— Kutipan Dokumen —
-*-*-

Senin, 25 Desember 2017

KONSEP INZAL DAN TANZIL DALAM PEWAHYUAN MENURUT MUHAMMAD SYAHRUR





Al Qur’an merupakan kitab suci umat Islam mempunyai daya tarik yang kuat. Bahkan daya tariknya tidak pernah habis. Al Qur’an selalu menarik untuk terus dikaji, segala yang ada dan berkaitan dengannya selalu menarik para ulama maupun sarjana-sarjana baik Muslim maupun non Muslim mencoba menguak satu persatu rahasia yang ada didalamnya. Dan salah satu kajian al Qur’an adalah terkait tentang pewahyuan. Pewahyuan al Qur’an menjadi perbincangan yang terus dikaji dalam kajian ulumul qur’an dan tafsir baik oleh para ulama klasik, kontemporer bahkan oleh kaum-kaum orientalis.
Muhammad Syahrur yang merupakan seorang tokoh kontemporer sekaligus tokoh yang akan penulis kaji dalam pembahasan ini. Sebagaimana Syahrur dengan latar belakang intelektualnya yang bisa dikatakan berbeda, mampu berkontribusi dalam perkembangan kajian al Qur’an kontemporer. Hal ini dapat penulis ketahui dengan karya besarnya dalam kajian al Qur’an bernama al Kitab wa al Qur’an: Qira’ah Mu’ashirah. Muhammad Syahrur lahir di Damaskus, Syiria, pada 11 April 1938[1]. Ayahnya bernama Deyb Ibnu Deyb Syahrur dan Ibunya adalah Shiddiqah binti Salih Filyun. Perjalanan intelektual beliau dimulai dari pendidikan dasar dan menengah yang beliau tempuh di tempat kelahirannya yang beliau selesaikan pada tahun 1957 pada umur sembilan belas di lembaga pendidikan ‘Abd al Rahman al Kawakibi, Damaskus. Kemudian beliau melanjutkan pendidikannya ke Moskow untuk mempelajari teknik sipil. Perjalanan akademik beliau yang berlatar belakang teknik beliau lanjutkan hingga meraih gelar Magister dan Doktoral di Universitas Irlandia[2].

-*-*-

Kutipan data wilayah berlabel
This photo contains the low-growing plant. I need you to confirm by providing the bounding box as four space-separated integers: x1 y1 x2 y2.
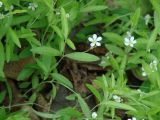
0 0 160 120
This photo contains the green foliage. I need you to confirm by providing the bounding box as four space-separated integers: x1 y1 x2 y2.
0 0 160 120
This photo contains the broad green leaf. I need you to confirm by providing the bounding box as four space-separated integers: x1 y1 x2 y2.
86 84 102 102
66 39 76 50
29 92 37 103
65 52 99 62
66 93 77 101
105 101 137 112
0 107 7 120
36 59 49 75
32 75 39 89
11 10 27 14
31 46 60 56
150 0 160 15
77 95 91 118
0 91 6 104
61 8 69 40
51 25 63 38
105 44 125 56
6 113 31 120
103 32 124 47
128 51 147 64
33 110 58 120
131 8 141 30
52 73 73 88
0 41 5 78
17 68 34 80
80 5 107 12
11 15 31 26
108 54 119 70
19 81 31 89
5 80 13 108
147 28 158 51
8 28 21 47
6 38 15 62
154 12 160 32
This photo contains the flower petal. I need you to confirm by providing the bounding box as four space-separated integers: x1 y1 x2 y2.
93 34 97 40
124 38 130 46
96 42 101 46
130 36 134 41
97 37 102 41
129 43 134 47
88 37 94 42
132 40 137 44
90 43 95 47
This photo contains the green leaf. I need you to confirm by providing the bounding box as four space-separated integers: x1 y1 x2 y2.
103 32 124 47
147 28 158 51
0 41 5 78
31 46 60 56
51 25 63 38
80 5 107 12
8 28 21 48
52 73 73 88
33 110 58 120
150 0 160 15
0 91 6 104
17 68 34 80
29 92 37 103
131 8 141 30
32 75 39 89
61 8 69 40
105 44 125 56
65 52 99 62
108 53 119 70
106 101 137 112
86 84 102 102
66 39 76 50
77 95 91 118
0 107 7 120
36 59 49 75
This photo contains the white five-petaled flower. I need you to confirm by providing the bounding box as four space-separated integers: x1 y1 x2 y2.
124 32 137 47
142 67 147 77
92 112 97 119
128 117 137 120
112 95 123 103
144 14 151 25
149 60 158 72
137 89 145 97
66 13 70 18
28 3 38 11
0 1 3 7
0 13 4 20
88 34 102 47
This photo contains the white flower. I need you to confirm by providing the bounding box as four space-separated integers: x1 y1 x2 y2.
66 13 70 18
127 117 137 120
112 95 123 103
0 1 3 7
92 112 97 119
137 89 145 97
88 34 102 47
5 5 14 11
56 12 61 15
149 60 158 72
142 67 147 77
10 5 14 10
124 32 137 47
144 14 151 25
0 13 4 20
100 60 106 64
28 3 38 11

-*-*-

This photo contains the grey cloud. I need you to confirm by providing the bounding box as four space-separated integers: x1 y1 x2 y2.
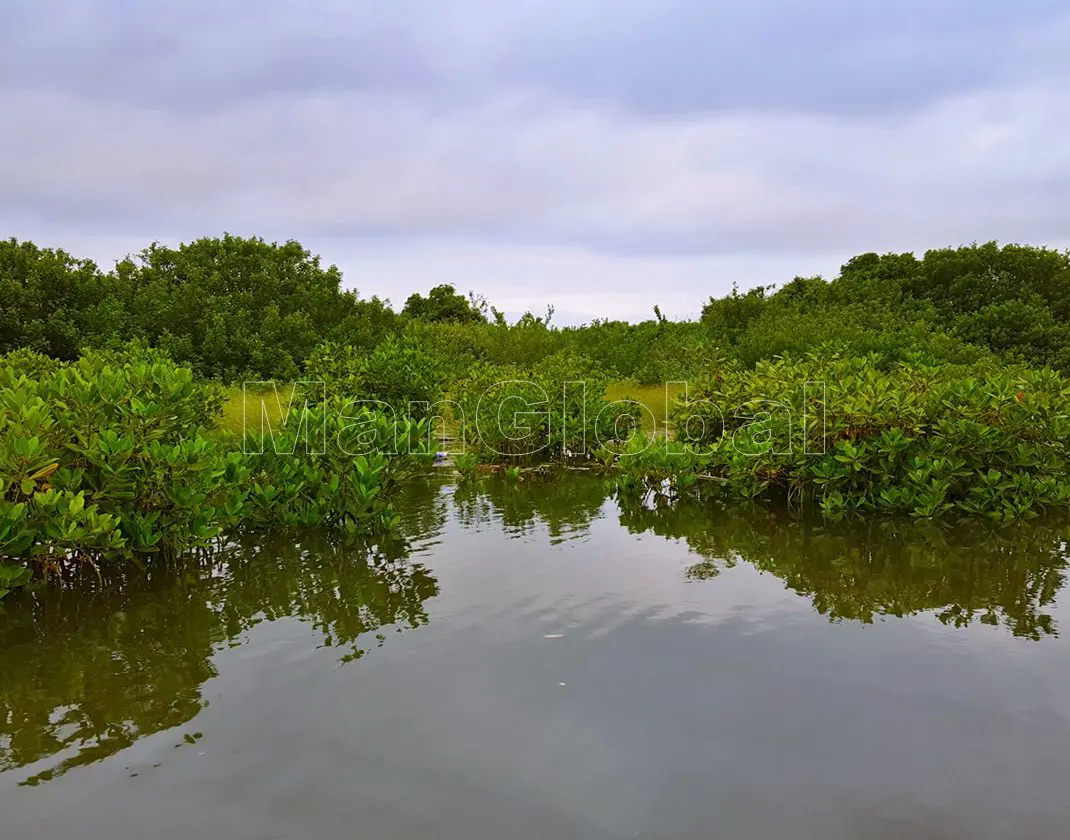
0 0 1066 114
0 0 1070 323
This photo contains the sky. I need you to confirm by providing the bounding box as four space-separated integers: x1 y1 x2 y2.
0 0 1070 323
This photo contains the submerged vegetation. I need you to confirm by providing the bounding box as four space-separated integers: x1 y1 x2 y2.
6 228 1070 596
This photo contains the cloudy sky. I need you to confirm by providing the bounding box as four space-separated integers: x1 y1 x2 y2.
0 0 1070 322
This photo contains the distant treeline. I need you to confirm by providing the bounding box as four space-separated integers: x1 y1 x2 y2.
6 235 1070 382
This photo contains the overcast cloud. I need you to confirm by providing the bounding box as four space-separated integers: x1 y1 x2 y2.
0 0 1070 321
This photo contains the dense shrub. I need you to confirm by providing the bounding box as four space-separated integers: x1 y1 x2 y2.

-*-*-

— Tugas yang Diminta —
1) Menurut kutipan dokumen, di kota mana Muhammad Syahrur mempelajari teknik sipil?
2) Rangkum kutipan dokumen dalam dua kalimat.
3) Berdasarkan kutipan dokumen, jelaskan dalam satu atau dua kalimat dari mana penulis mengetahui bahwa Syahrur mampu berkontribusi dalam perkembangan kajian al Qur’an kontemporer.

— Keluaran yang Diharapkan —
1) Di Moskow.

2) Al Qur’an memiliki daya tarik yang tidak pernah habis untuk dikaji, dan pewahyuannya terus diperbincangkan dalam kajian ulumul qur’an dan tafsir oleh ulama klasik, ulama kontemporer, hingga kaum orientalis. Muhammad Syahrur, tokoh kontemporer kelahiran Damaskus tahun 1938 yang menempuh pendidikan teknik hingga jenjang doktoral di Universitas Irlandia, berkontribusi pada kajian al Qur’an kontemporer melalui karyanya al Kitab wa al Qur’an: Qira’ah Mu’ashirah.

3) Penulis mengetahuinya dari karya besar Syahrur dalam kajian al Qur’an yang berjudul al Kitab wa al Qur’an: Qira’ah Mu’ashirah.